*Selected passage*:
>>>

Not quite correct!
I have a description of naming conventions here, along with some
fine coder art example images:
https://github.com/openexr/openexr-images/tree/master/Beachball
Specifically:
- Do not assume layers/views are encoded in the 'name'
attribute. It is arbitrary, and there is no convention how
things are encoded in it. It only exists to support
'position-independent' access to parts in tools such as
exrmultipart
- If there is no multiView or view attribute, the file is not
stereo, regardless of what other attributes may contain the
words "left" or "right" (or what the writer actually intended!)
- If there is more than one part, the multiView strategy should
not be used. Instead all the channels in a given part are for
the same view
- Layer names are encoded in channel names, but
multipart files do not store view name in channels
I guess you want "original" in your example to be the RGB that gets
read by default, so there should be no layer name in those channels
and you get this.
part 0: name: original/l, view: left
channels: R,G,B
part 1: name: original/r, view: right
channels: R,G,B
part 2: name: processed/l, view: left
channels: processed.R, processed.G, processed.B
part 3: name: processed/r, view: right
channels: processed.R, processed.G, processed.B
We are missing a RgbaInputPart class from the API, so you will
likely have to use the General Interface for Reading images, as
described in the docs.
(You could also check out the implementation of
RgbaInputFile::setFrameBuffer in ImfRgbaFile.cpp - you only need
another four lines to read the channels you want compared to the
Rgba interface)
Another 'gotcha' is that the channels of a single layer in a single
view may be spread across different parts. This is why the layer
names have to go in the channel names, rather than using some other
part-specific attribute such as name. The Beachball sequence stores
RGBA in one part and Z in another, even though they are the same
'layer' as EXR defines it. This is because (presumably) you don't
always want to see the Z channel so there's no sense in slowing down
RGBA read performance by including it in the same part. You could
also use a different compression scheme for Z
Cheers,
Peter
On 18/06/14 10:00, Gonzalo Garramuno
wrote:
On 18/06/14 06:04, Paul Miller wrote:
On
6/17/2014 12:55 PM, Gonzalo Garramuno wrote:
On 17/06/14 13:56, Paul Miller wrote:
I'm adapting some code (which
previously used RgbaInputFile) to
support MultiPartInputFiles and InputPart objects.

<<<

*Rows*:
>>>

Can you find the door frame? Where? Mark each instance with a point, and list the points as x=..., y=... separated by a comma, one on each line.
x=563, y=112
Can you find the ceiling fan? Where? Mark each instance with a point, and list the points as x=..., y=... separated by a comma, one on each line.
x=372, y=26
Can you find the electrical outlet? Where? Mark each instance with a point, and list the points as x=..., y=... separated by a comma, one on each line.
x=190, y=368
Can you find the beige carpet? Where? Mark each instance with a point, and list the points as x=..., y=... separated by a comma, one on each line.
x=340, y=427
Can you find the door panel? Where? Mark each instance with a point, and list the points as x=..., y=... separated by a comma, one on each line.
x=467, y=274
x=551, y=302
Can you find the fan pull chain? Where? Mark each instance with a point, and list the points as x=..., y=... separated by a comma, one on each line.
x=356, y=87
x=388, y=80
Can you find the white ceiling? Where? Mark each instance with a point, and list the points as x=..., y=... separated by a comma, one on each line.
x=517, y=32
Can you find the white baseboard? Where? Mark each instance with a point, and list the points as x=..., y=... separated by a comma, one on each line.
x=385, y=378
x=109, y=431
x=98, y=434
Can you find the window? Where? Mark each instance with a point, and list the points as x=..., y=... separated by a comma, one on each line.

<<<

*List of tasks*:
[a] Rewrite the listing from its first line through the line containing "x=563, y=112", including the request, and raise every coordinate in the answers by 128.
[b] Continue the OpenEXR multipart naming thread from its final sentence.

*Answers to each task*:
[a]
Can you find the door frame? Where? Mark each instance with a point, and list the points as x=..., y=... separated by a comma, one on each line.
x=691, y=240

[b]
But there is no InputPart::setLayerName(). Once I have
identified a
part, how am I supposed to request the "left" or "right"
view for
instance, assuming the part has both left and right channel
descriptors?
Each part has a header with both a view() and a name() call
for that
header. The name tells you what you are dealing with and the
view()
what left or right eye you are dealing with. However note
that
supporting view() is optional (hasView()), so it is a good
idea to check
for "left" or "right" string in the name().
So it appears that parts would be taking the place of the old
"multi-view" system in this case?
Previously, I might see a stereo multi-view file with a "left"
and "right" view, and channel names like: left.R, left.G,
left.B, and right.R, right.G, right.B.
I was assuming that multi-part files would keep this idiom, but
allow multiple versions/images in the same file, so I might see
this:
part 0: original
left.R, left.G, left.B, right.R, right.G, right.B
part 1: processed
left.R, left.G, left.B, right.R, right.G, right.B
But without a way to target specific "layers" in the InputPart
class, should I be expecting this instead?
part 0: original.left
R, G, B
part 1: original.right
R, G, B
part 2: processed.left
R, G, B
part 3: processed.right
R, G, B
Thanks for the input!
Correct.
Albeit you should be expecting also the A and Z channel for deep
compositing too.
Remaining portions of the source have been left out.